-- PROBLEM DESCRIPTION --
Please filter the data down to the lines that include the word "below" and copy them.
⟨
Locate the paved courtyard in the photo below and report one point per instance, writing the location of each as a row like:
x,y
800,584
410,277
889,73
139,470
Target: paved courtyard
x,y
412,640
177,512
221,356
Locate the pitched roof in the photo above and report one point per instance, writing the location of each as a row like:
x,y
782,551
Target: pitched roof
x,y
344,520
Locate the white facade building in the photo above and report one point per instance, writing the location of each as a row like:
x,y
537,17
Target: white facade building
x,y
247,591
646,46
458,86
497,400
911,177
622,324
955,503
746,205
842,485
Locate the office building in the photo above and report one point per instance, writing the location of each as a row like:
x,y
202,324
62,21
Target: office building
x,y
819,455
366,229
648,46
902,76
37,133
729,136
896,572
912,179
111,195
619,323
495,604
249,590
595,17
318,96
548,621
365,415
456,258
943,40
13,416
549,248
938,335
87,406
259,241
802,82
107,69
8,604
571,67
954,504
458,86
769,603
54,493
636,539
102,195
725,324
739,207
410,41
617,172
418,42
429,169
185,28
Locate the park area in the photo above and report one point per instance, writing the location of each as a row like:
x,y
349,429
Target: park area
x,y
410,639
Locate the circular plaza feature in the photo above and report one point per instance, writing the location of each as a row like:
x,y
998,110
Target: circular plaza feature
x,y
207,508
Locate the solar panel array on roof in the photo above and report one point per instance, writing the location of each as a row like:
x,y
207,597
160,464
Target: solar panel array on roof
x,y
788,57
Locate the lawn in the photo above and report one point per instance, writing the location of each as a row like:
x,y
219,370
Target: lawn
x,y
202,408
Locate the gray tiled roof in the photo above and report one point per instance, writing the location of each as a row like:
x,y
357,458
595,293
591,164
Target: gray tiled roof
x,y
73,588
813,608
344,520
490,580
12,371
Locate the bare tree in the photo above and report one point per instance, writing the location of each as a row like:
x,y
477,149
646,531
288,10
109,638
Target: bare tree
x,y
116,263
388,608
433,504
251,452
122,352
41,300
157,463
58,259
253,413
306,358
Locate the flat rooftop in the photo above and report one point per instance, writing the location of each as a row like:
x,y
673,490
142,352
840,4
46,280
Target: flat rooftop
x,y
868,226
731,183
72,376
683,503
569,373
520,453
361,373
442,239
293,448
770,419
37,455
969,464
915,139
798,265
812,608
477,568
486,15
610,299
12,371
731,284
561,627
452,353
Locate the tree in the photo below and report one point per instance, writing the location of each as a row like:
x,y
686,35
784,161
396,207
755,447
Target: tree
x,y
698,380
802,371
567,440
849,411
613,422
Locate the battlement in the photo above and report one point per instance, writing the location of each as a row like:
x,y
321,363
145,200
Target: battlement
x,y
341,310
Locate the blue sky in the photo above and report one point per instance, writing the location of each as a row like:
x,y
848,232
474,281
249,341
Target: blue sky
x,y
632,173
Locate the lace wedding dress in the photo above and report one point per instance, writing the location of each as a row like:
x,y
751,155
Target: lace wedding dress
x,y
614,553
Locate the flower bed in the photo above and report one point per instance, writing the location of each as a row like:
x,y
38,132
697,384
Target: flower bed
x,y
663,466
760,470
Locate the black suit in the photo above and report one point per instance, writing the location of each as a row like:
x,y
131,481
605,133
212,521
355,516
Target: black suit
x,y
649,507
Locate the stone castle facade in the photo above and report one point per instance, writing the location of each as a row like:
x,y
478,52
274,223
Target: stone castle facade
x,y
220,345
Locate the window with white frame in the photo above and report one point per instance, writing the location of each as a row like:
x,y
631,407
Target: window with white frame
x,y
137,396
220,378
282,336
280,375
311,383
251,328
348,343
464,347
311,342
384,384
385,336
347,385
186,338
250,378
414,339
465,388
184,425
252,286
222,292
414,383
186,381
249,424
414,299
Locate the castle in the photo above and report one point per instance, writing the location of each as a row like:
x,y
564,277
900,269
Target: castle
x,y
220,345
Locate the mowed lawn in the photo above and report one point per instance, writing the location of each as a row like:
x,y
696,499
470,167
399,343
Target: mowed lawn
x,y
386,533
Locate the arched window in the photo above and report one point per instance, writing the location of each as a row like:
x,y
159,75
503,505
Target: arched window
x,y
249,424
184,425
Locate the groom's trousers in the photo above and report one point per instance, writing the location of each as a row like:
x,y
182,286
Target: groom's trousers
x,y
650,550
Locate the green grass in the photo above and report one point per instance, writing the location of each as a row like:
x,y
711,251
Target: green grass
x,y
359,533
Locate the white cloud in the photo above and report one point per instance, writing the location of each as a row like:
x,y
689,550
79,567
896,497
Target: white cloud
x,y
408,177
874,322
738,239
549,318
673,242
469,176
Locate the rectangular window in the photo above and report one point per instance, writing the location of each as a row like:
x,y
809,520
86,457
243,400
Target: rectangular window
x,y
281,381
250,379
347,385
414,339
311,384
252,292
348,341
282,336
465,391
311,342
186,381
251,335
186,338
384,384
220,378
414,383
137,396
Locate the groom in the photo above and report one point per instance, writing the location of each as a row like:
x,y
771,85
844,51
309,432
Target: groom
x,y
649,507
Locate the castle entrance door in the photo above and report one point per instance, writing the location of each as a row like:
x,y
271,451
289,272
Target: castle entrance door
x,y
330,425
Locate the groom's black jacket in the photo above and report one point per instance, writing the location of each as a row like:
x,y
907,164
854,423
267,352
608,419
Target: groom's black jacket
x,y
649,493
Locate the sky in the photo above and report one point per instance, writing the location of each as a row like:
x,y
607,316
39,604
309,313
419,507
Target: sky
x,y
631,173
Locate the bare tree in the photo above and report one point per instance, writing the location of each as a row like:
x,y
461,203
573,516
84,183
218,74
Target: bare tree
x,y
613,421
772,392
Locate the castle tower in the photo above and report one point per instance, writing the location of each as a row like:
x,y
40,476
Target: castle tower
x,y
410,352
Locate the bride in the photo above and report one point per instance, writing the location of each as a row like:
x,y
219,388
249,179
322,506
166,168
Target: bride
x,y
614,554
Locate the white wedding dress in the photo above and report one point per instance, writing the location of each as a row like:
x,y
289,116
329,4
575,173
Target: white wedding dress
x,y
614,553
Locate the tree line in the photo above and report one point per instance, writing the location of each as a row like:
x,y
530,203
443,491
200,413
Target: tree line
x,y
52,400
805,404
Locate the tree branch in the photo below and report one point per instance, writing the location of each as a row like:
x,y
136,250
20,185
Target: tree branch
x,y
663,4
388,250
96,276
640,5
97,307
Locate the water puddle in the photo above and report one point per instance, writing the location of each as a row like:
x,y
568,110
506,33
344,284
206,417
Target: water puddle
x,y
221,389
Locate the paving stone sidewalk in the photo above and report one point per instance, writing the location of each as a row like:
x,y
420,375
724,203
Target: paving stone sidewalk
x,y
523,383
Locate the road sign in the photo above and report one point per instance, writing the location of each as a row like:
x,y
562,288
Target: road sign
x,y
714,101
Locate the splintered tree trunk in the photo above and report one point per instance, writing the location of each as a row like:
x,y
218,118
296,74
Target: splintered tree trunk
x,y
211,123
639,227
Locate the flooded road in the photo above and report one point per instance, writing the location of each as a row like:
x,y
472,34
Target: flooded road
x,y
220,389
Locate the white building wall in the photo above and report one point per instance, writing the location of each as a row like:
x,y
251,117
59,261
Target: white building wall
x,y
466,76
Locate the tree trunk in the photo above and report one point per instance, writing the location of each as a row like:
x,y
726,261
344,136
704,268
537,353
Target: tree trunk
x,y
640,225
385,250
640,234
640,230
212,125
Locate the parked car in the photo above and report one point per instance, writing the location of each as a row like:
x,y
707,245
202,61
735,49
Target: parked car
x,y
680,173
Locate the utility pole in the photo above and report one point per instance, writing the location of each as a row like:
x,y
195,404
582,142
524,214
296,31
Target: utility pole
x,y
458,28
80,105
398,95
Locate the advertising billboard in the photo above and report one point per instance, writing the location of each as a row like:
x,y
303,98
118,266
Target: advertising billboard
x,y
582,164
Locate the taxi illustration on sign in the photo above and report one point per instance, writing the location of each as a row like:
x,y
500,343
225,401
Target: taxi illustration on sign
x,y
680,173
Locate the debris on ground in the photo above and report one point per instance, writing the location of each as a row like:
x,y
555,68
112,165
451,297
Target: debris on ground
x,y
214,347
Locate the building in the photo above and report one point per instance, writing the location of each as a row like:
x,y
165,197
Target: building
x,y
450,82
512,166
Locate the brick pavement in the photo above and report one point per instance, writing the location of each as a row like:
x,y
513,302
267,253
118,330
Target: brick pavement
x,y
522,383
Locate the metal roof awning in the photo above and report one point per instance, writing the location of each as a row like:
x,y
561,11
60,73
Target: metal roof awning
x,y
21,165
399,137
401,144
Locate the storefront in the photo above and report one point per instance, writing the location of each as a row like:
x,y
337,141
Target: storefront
⟩
-- SOLUTION --
Locate the paved courtyard in the photo below and report one point per instance, writing the location of each as a row like:
Locate the tree in the photo below and report one point per instance, writing the location of each as a row like:
Locate the tree branch in the photo below and report one point per instance, writing the location of each as a row like:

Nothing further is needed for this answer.